- _Instructions to follow_: Rewrite only the lines of the material from the line with "Can you see the narrow" to the line with "(1242, 324)", putting "dense foliage" in place of "green foliage" and keeping everything else the same.

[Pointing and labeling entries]
*-*-*
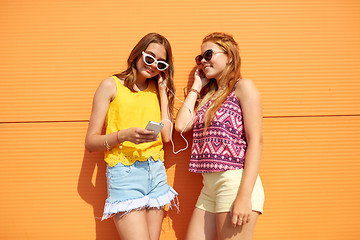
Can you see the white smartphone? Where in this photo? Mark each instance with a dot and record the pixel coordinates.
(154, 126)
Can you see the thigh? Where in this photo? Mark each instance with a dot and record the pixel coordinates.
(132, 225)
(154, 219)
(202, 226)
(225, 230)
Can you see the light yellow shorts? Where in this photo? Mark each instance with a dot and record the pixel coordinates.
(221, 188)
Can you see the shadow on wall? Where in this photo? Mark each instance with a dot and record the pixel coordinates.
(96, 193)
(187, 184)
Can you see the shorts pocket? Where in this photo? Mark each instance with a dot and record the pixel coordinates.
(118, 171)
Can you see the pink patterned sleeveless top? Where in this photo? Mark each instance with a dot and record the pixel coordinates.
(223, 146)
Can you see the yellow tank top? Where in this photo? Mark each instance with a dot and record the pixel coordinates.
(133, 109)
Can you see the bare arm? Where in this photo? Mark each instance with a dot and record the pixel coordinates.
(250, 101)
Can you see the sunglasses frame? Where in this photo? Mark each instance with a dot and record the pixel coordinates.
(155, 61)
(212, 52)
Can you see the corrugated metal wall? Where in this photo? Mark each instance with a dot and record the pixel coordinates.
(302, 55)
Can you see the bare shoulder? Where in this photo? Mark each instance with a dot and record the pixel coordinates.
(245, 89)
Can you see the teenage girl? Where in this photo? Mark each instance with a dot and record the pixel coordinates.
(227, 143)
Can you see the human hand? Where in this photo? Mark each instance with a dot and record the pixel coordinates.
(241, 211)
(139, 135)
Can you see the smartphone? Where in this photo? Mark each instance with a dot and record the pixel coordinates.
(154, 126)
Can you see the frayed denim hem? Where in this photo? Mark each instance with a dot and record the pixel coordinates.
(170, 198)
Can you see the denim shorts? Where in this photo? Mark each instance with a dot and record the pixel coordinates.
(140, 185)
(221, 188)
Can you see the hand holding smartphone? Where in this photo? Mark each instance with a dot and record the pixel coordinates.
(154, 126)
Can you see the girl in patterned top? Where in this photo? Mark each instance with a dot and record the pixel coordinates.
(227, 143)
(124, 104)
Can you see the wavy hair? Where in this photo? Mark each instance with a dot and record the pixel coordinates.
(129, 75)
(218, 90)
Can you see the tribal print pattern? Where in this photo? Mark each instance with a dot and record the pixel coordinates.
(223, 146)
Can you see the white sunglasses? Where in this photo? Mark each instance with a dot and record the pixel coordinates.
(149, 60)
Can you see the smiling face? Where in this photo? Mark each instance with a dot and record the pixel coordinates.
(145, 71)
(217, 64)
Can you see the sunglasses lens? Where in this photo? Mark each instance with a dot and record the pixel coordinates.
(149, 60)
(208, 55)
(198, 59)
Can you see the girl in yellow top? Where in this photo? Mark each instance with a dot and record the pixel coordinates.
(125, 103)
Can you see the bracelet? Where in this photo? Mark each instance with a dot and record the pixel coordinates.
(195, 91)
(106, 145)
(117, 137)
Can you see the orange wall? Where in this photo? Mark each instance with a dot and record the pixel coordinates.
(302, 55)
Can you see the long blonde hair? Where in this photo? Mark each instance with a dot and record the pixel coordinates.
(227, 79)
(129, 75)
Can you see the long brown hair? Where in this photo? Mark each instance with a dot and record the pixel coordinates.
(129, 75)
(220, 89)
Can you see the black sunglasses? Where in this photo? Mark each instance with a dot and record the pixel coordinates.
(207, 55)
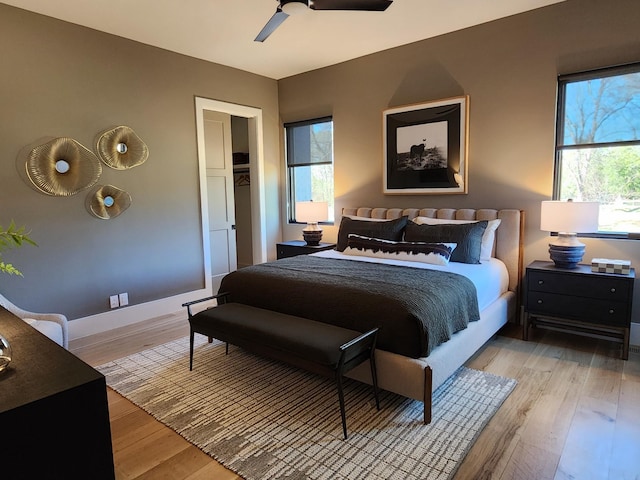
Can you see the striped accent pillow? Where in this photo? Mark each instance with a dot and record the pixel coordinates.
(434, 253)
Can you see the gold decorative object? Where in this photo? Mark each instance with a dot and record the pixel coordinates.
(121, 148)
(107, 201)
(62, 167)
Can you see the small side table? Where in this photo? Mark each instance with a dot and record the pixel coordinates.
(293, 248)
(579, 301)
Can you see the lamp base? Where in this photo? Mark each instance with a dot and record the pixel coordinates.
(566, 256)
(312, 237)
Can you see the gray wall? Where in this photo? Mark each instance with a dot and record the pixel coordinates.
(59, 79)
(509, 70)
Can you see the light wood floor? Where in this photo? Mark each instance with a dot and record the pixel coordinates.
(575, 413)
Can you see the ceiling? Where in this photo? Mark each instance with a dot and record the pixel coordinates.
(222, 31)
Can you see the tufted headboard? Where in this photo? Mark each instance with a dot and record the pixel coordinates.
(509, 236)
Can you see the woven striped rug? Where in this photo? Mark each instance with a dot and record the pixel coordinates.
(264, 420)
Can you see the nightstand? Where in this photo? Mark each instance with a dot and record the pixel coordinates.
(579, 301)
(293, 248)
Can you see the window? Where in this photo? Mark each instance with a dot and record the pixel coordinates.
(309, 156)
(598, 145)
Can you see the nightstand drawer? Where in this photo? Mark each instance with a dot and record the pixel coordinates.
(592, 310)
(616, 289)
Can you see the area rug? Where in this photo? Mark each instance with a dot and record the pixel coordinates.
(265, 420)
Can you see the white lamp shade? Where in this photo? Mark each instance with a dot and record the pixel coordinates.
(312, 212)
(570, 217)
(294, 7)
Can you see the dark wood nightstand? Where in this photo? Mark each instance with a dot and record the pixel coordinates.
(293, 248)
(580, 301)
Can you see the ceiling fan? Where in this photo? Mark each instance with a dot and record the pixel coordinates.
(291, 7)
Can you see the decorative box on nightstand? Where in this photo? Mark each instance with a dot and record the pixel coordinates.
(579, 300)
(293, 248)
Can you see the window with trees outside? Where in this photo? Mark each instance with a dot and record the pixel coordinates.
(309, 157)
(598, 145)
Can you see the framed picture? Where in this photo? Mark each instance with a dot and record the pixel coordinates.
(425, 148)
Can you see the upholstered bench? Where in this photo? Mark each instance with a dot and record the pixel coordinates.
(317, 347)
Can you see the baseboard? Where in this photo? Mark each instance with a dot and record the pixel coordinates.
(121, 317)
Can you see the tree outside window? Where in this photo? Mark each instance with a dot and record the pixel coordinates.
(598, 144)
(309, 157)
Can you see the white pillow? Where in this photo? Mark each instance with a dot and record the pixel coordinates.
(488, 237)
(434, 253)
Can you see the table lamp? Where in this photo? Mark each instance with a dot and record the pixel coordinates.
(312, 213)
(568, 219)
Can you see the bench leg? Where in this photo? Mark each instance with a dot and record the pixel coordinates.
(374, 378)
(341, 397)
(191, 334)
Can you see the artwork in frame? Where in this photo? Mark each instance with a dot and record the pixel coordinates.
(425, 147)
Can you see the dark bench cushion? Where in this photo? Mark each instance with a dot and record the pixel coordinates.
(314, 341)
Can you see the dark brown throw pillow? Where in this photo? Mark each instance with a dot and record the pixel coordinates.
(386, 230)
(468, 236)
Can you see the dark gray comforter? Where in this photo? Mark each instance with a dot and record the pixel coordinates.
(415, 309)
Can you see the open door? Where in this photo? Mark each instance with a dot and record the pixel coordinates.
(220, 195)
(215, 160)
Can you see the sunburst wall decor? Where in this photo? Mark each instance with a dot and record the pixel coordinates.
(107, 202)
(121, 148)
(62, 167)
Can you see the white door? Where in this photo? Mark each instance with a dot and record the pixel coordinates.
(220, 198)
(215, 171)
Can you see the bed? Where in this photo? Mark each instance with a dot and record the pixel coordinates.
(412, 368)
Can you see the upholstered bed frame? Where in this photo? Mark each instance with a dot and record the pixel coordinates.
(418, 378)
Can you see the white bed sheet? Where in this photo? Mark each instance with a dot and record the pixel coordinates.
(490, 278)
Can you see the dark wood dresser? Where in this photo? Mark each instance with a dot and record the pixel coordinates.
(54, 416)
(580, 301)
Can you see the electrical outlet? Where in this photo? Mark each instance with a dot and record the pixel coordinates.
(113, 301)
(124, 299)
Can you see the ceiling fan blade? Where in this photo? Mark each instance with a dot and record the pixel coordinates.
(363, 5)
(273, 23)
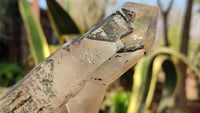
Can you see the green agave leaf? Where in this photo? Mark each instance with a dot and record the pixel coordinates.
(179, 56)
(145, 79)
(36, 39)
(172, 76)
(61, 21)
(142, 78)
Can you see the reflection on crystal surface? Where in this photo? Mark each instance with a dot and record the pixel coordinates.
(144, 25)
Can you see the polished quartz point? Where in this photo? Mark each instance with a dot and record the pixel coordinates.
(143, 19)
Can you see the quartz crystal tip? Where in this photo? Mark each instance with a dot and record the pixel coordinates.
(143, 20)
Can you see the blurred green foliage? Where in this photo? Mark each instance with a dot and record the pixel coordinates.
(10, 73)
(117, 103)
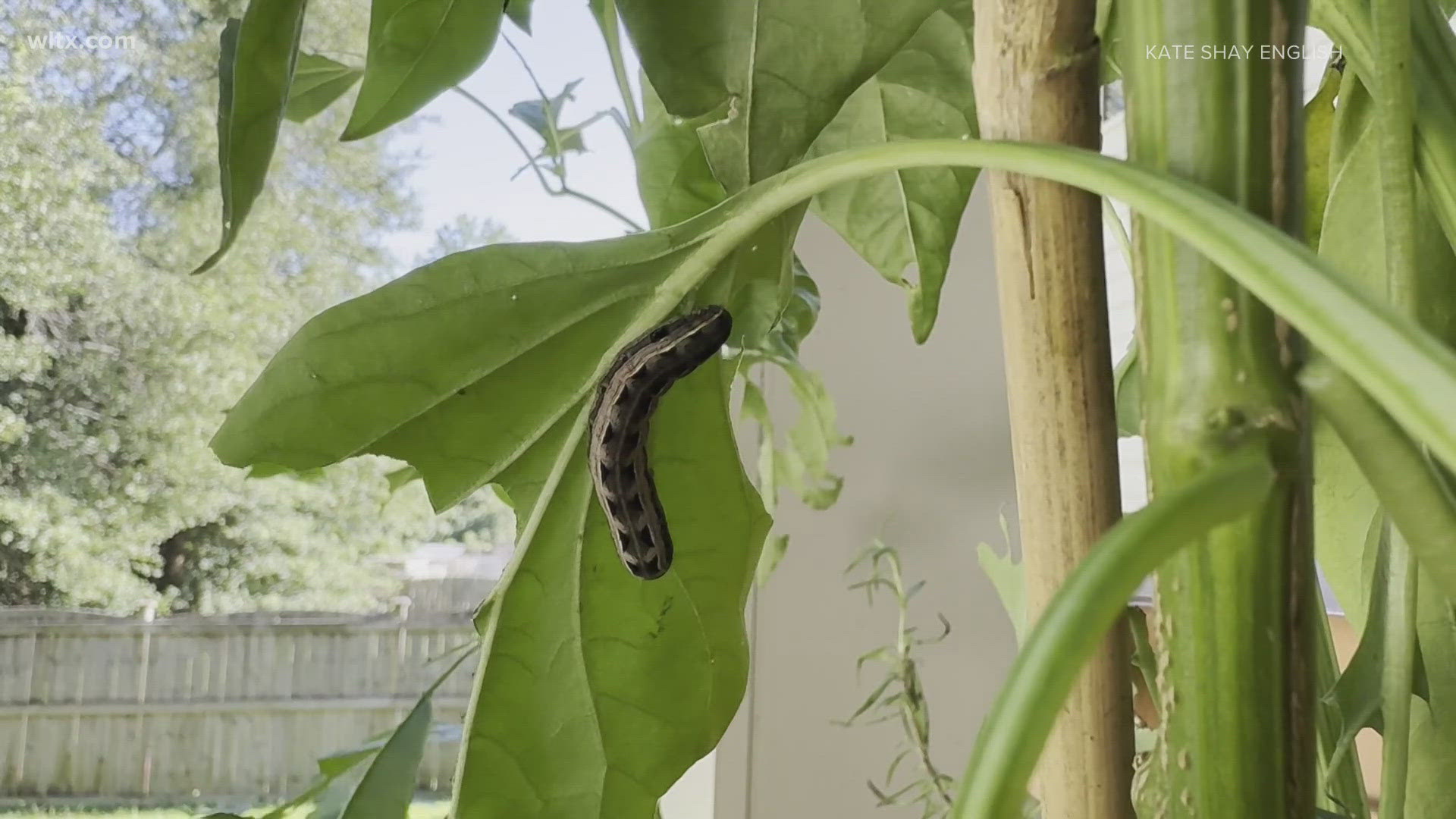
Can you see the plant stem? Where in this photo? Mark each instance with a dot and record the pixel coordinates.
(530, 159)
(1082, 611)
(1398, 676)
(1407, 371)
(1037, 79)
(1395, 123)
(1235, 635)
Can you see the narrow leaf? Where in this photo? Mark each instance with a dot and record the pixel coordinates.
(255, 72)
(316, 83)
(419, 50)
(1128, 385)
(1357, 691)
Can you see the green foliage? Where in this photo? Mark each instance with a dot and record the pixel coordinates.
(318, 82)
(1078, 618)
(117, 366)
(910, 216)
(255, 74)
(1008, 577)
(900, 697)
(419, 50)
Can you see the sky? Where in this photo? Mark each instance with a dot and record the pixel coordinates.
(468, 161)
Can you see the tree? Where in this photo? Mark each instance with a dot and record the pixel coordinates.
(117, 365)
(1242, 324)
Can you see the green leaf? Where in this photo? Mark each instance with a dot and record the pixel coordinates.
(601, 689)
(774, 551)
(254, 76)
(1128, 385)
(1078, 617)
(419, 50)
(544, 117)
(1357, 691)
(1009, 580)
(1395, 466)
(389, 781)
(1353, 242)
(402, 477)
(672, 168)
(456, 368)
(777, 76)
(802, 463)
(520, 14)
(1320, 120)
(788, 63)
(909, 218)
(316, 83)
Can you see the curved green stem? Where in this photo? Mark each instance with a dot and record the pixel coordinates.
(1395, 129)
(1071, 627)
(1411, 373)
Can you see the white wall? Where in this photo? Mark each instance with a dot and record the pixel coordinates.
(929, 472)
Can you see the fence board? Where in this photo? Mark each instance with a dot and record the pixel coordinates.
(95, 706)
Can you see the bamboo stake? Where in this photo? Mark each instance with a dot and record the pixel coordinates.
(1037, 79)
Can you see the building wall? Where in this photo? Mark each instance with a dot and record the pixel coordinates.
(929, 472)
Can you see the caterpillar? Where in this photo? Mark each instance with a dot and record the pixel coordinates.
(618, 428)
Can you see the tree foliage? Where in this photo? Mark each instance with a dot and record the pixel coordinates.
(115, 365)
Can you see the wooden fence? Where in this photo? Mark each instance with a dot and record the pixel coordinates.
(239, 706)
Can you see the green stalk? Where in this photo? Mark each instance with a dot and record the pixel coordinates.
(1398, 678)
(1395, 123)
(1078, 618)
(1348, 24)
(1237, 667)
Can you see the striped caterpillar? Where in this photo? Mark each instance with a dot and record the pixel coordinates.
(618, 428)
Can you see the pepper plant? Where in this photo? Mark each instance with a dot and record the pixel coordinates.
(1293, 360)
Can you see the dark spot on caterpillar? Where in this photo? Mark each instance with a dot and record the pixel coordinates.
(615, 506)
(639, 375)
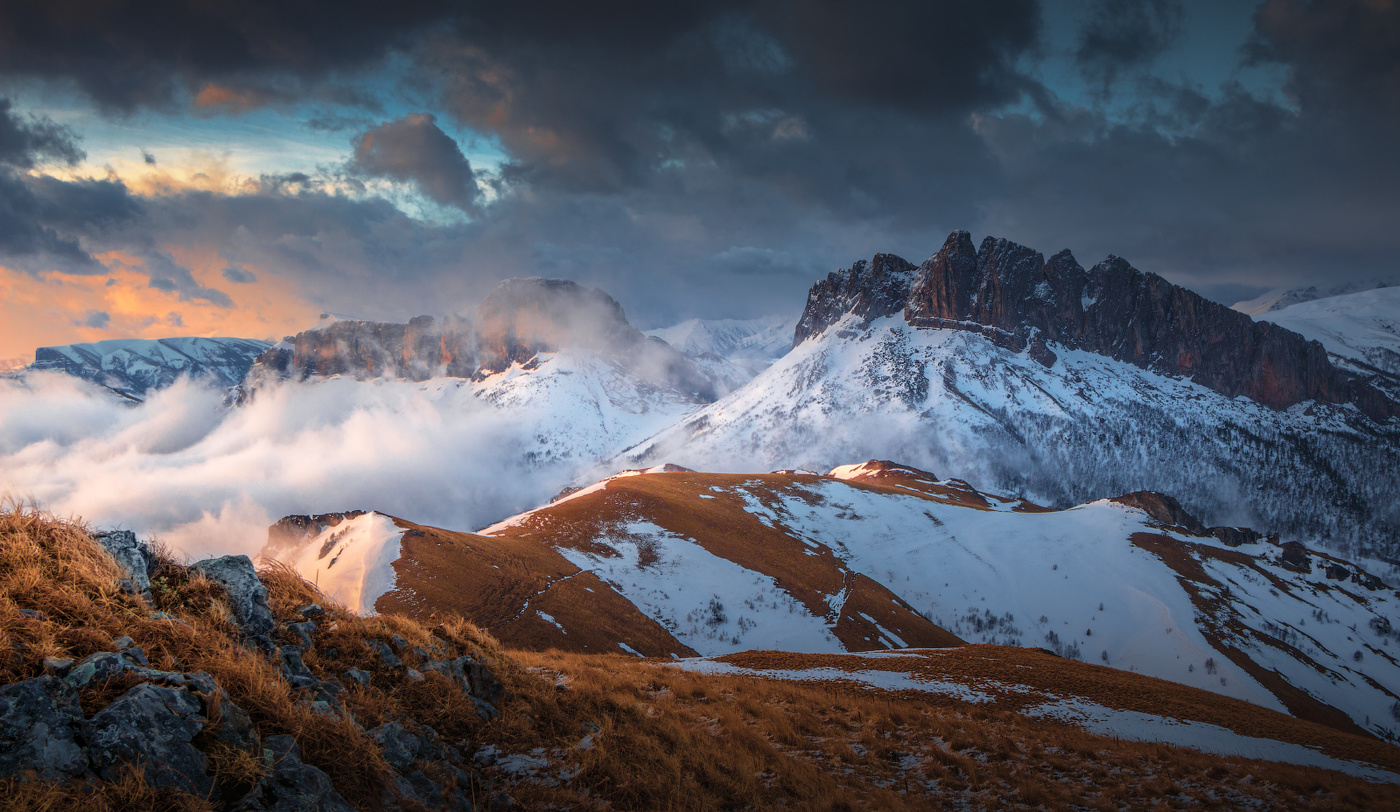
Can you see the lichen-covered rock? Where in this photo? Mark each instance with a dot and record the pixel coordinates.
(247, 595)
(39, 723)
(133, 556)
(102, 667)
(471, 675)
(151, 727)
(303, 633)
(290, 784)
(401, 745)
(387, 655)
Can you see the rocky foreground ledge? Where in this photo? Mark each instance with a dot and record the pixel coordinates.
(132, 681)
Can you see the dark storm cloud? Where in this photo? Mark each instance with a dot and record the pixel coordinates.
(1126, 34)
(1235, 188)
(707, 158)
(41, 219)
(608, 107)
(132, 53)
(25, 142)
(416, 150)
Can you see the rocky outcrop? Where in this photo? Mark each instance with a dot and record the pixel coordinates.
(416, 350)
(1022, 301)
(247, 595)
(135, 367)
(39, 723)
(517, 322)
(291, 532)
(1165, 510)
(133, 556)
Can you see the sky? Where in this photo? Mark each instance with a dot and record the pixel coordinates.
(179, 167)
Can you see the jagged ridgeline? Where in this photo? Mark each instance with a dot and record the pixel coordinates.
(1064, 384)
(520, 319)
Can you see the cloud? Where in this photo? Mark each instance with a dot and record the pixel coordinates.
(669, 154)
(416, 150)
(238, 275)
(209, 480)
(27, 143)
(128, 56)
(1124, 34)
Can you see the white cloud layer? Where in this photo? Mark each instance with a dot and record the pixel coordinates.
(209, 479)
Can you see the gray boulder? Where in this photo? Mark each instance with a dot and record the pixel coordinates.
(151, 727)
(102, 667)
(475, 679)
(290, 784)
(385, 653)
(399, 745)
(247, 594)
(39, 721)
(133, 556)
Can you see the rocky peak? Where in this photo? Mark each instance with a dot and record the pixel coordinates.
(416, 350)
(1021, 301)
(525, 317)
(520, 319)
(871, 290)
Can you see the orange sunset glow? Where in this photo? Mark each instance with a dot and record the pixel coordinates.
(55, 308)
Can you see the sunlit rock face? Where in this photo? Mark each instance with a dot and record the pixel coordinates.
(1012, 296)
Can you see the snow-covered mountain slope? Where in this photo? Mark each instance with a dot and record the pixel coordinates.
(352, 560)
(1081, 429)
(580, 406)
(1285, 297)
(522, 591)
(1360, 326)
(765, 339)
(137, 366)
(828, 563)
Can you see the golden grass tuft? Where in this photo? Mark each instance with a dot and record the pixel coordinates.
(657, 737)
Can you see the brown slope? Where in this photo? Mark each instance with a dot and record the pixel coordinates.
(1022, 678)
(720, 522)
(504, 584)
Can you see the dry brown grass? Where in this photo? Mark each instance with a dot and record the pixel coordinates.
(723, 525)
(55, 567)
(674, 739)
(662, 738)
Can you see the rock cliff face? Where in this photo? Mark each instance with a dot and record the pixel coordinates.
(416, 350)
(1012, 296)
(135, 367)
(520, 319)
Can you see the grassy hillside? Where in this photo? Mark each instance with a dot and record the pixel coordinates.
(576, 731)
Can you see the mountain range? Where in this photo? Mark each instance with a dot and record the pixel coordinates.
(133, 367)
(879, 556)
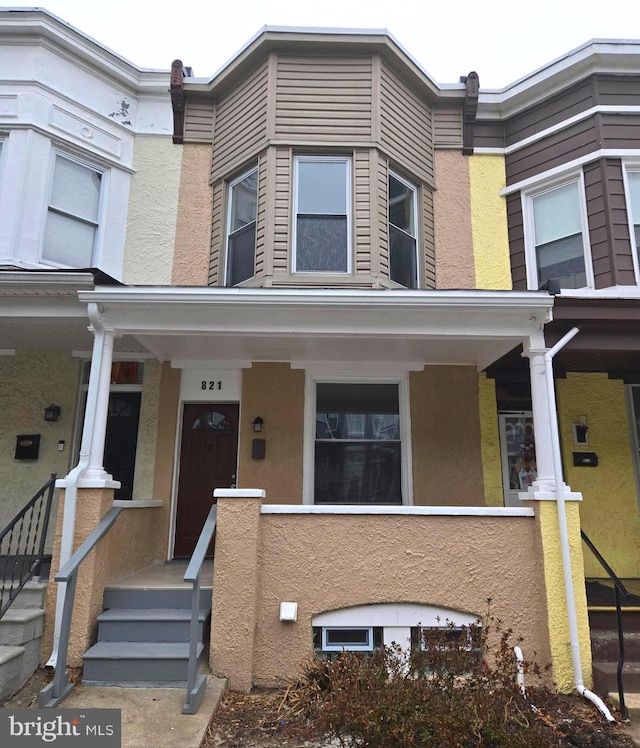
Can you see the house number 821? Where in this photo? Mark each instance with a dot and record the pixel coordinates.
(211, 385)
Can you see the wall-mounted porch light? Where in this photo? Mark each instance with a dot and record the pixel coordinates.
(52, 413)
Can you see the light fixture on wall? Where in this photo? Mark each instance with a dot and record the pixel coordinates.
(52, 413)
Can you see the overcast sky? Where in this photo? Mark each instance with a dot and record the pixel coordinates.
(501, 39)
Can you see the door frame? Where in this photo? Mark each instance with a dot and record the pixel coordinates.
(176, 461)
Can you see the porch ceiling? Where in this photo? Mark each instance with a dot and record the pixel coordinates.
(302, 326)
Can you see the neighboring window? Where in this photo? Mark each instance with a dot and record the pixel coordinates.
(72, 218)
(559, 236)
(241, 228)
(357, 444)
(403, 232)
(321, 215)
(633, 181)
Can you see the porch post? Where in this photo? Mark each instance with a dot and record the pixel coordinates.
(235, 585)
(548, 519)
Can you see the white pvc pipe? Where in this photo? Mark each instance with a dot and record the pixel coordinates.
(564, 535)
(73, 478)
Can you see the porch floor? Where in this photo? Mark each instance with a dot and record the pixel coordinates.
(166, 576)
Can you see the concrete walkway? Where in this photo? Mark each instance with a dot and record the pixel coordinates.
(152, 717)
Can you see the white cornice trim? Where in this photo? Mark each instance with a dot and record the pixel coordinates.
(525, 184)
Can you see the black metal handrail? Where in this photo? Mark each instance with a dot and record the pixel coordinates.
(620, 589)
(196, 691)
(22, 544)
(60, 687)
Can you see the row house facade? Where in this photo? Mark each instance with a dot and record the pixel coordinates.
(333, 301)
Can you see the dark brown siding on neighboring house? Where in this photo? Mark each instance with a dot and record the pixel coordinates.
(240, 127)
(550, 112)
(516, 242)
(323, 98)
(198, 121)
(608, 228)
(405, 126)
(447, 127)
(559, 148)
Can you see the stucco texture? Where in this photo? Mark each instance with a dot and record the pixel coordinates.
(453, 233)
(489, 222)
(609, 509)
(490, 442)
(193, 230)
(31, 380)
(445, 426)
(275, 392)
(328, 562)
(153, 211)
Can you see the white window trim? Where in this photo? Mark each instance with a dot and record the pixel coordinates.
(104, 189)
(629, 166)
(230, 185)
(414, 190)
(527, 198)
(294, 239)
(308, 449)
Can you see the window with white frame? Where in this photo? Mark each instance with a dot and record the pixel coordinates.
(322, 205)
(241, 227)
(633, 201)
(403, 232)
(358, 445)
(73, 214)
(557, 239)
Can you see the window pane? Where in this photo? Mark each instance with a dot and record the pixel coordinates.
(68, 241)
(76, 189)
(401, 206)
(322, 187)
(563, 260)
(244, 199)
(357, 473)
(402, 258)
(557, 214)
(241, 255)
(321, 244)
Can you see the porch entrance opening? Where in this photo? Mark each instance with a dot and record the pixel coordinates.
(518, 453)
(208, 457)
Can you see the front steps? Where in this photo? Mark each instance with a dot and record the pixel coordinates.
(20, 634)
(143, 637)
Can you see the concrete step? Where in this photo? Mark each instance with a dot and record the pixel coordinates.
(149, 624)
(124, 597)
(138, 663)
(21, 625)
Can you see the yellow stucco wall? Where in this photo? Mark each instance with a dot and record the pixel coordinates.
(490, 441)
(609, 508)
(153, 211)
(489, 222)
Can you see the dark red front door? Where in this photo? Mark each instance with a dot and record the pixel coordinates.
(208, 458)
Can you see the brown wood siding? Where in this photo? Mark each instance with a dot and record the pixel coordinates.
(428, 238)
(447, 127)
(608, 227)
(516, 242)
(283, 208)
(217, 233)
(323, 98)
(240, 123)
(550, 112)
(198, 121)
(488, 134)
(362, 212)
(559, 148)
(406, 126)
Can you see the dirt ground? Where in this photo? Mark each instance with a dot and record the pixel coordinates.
*-*-*
- _Exercise response_:
Can you see the narrow leaf? Where in this photo? Mark each instance with a dot and record the pixel coordinates.
(255, 72)
(316, 83)
(419, 50)
(1128, 385)
(1357, 691)
Can you see the dense foliage? Where in this photo? Mark each instance with a dot and record the pixel coordinates.
(318, 82)
(1078, 618)
(117, 366)
(910, 216)
(255, 74)
(1008, 577)
(900, 697)
(419, 50)
Can you see the sky? Where in this photo? Mark each instance with a dot and record the pixel coordinates.
(468, 161)
Can you see the tree? Where in this photo? Mark each instance with a dot and record the pixel coordinates.
(117, 365)
(1242, 324)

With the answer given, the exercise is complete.